> [Цель задания a]: Оформите нумерованным списком строки, которые идут ниже после отрывка: от строки с «Category: grassy slope» до последней из этих строк включительно, без пустых строк. Изображения в ответ не включайте.

> [Исходный отрывок]:
- - - -

Прежде всего, в своем «Змеином молоке» Успенский сублимировал шок и недовольство 90-х годов прошедшего века, показав в условном пространстве и времени своего произведения сценарий возрождения державы и посрамления «больших недобрых дядей», которые это государство обвалили. Это предопределило успех «Змеиного молока», которое вскоре после выхода «Времени учеников» было переиздано «Азбукой» отдельно, вернее, в сборнике с «Парнем из преисподней», и этот сборник не залежался на книжных лотках, а был быстро раскуплен. Думается, читателей волновал не только лихо закрученный сюжет, немного ироничный (как и большинство сюжетов Успенского), а аллюзии на Октябрьскую революцию, и то, как местная спецслужба фактически в одиночку собирает герцогство, которое рассыпалось перед этим, как карточный домик.
Но к Михаилу Успенскому возникают вопросы.

- - - -

> [Материал для задания]:
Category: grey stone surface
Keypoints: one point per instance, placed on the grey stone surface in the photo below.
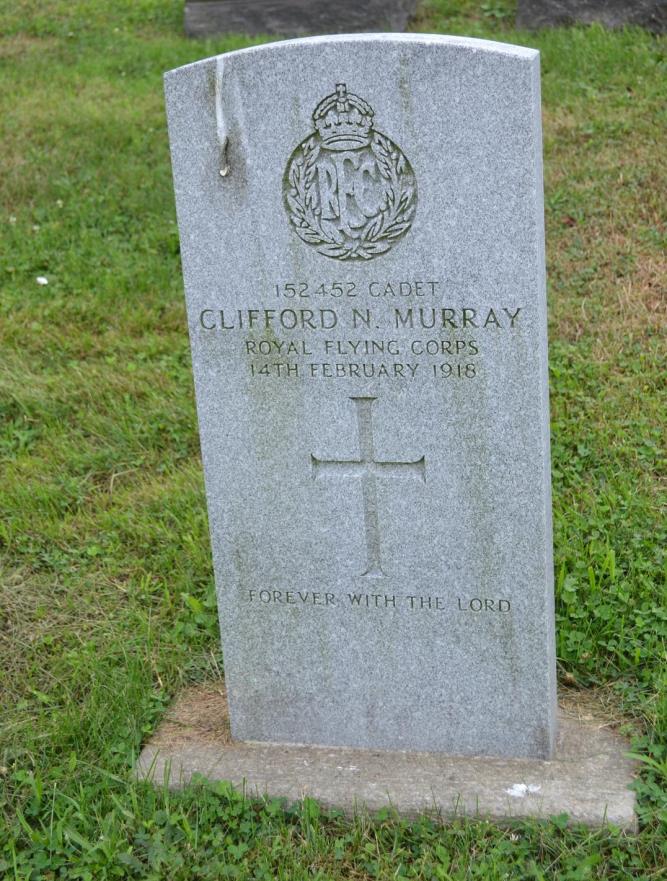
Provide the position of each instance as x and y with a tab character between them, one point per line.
295	17
361	226
651	14
588	778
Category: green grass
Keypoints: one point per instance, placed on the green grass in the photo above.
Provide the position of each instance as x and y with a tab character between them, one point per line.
106	595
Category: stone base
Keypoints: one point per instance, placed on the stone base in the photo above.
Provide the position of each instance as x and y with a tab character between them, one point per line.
588	778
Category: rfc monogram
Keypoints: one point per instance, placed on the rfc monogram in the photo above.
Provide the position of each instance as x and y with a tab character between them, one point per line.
349	190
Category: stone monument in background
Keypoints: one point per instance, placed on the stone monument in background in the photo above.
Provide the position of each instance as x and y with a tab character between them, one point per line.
204	18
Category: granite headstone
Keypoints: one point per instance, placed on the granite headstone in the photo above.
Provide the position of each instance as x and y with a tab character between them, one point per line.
361	224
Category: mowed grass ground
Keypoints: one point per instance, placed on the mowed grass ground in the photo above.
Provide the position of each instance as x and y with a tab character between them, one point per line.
106	601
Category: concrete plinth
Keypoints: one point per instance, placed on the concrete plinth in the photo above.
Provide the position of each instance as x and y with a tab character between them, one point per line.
588	778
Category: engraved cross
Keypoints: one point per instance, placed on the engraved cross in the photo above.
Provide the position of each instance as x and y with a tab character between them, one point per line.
368	469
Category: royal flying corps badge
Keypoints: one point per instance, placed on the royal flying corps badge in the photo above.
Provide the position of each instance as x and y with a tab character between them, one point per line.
349	190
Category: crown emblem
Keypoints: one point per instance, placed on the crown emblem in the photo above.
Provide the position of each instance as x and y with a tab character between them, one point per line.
349	190
343	121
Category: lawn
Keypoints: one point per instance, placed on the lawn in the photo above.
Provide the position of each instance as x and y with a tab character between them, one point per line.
106	597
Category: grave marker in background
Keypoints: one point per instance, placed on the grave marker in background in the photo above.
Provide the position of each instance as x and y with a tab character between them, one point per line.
361	226
651	14
295	17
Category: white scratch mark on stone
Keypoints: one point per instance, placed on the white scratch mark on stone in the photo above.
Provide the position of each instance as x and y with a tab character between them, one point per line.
223	140
521	790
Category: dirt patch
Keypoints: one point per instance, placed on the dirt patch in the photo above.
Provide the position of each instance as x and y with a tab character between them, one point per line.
198	713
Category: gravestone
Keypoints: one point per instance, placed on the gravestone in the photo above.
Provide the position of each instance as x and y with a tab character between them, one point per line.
295	17
651	14
361	225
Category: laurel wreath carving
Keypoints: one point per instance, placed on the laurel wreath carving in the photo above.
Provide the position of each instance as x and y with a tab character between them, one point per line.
379	234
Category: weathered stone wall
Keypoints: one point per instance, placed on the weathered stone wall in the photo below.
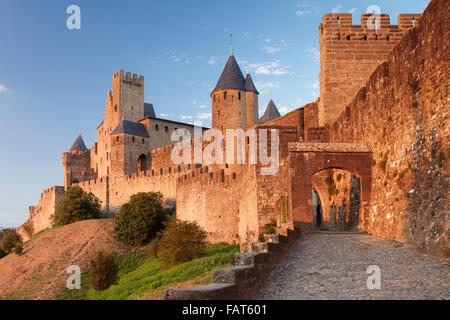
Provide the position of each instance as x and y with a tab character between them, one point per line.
350	53
403	114
200	197
40	215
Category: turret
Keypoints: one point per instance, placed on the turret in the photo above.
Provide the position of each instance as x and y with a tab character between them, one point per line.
252	101
271	113
229	107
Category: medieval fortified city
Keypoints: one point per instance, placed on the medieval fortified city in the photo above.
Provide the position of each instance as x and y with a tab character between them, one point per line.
343	195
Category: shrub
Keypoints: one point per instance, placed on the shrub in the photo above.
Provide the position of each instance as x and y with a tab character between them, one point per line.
153	247
76	205
28	227
182	241
103	271
18	249
10	240
140	219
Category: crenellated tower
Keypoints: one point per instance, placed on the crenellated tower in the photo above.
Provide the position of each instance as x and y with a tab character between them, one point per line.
234	99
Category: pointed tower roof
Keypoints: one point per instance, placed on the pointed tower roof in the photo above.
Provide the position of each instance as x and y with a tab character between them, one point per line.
249	85
78	144
232	77
271	113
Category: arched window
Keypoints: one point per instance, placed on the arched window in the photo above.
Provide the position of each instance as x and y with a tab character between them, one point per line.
142	163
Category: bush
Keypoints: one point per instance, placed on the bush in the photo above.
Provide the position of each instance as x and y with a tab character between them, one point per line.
18	249
77	205
28	227
140	219
153	247
11	239
103	271
181	242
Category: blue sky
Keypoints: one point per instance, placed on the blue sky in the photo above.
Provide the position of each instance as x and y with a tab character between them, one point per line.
53	81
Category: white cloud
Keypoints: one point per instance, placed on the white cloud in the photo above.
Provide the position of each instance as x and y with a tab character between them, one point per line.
271	49
264	87
212	61
314	54
305	8
203	116
268	68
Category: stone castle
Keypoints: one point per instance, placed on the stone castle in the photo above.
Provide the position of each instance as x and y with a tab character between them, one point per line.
363	123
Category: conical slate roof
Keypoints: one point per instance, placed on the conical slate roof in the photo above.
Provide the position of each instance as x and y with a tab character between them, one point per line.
249	85
232	77
79	144
271	113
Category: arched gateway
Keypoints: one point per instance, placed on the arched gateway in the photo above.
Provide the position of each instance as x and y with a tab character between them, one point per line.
306	159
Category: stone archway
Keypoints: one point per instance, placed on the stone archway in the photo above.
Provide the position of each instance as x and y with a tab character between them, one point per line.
142	163
306	159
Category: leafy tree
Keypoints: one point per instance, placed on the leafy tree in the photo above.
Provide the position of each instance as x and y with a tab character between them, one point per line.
76	205
29	228
11	240
140	219
103	271
182	241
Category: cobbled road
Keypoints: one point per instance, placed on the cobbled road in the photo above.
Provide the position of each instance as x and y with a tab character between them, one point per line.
334	266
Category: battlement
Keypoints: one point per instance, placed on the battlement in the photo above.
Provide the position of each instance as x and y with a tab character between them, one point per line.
350	53
339	27
128	77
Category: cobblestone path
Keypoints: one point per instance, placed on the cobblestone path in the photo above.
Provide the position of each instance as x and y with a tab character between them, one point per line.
334	266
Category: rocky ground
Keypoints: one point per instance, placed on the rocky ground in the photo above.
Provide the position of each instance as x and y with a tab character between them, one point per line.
334	266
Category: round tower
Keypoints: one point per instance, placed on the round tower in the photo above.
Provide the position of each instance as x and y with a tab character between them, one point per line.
229	109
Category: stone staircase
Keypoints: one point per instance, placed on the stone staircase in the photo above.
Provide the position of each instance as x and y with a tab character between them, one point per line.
243	280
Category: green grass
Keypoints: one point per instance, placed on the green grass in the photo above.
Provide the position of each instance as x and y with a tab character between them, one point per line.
140	274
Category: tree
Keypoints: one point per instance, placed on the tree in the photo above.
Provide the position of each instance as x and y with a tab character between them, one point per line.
182	241
103	271
28	227
11	240
140	219
76	205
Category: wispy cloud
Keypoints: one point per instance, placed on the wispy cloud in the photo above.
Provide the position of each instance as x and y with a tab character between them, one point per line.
212	60
203	115
271	49
305	8
269	68
264	87
314	53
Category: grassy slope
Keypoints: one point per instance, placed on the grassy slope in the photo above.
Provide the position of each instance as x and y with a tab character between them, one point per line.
143	277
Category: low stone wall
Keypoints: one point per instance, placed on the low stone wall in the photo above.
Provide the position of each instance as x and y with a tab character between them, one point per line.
243	280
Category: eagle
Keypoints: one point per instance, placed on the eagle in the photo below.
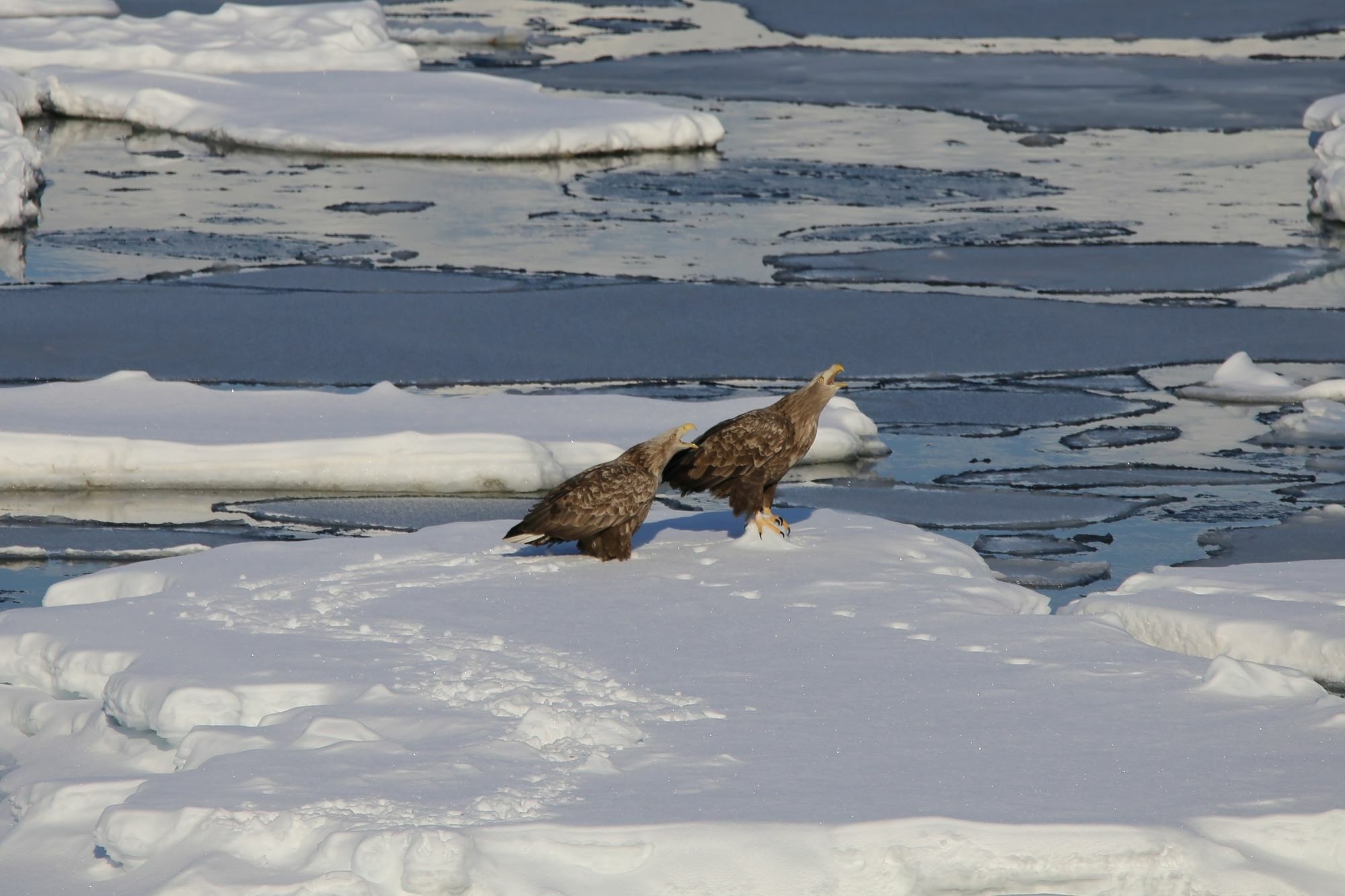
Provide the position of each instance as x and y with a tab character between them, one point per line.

- - - -

> [Цель задания b]: Перечислите все книги, названия которых упомянуты в отрывке о Михаиле Успенском.

> [Ответ к упражнению a]:
1. Category: grassy slope
2. Keypoints: one point per instance, placed on the grassy slope in the photo above.
3. Provide the position of each instance as x and y with a tab character between them, one point per line.
4. 143	277
5. Category: low stone wall
6. Keypoints: one point per instance, placed on the low stone wall in the photo above.
7. Provide the position of each instance as x and y with a tab character between them, one point per line.
8. 243	280
9. Category: eagle
10. Keypoints: one point per instance, placed on the eagle in the photo below.
11. Provide the position of each instance as x and y with a tab character between them, one point per line.

> [Ответ к упражнению b]: «Змеиное молоко», «Время учеников», «Парень из преисподней»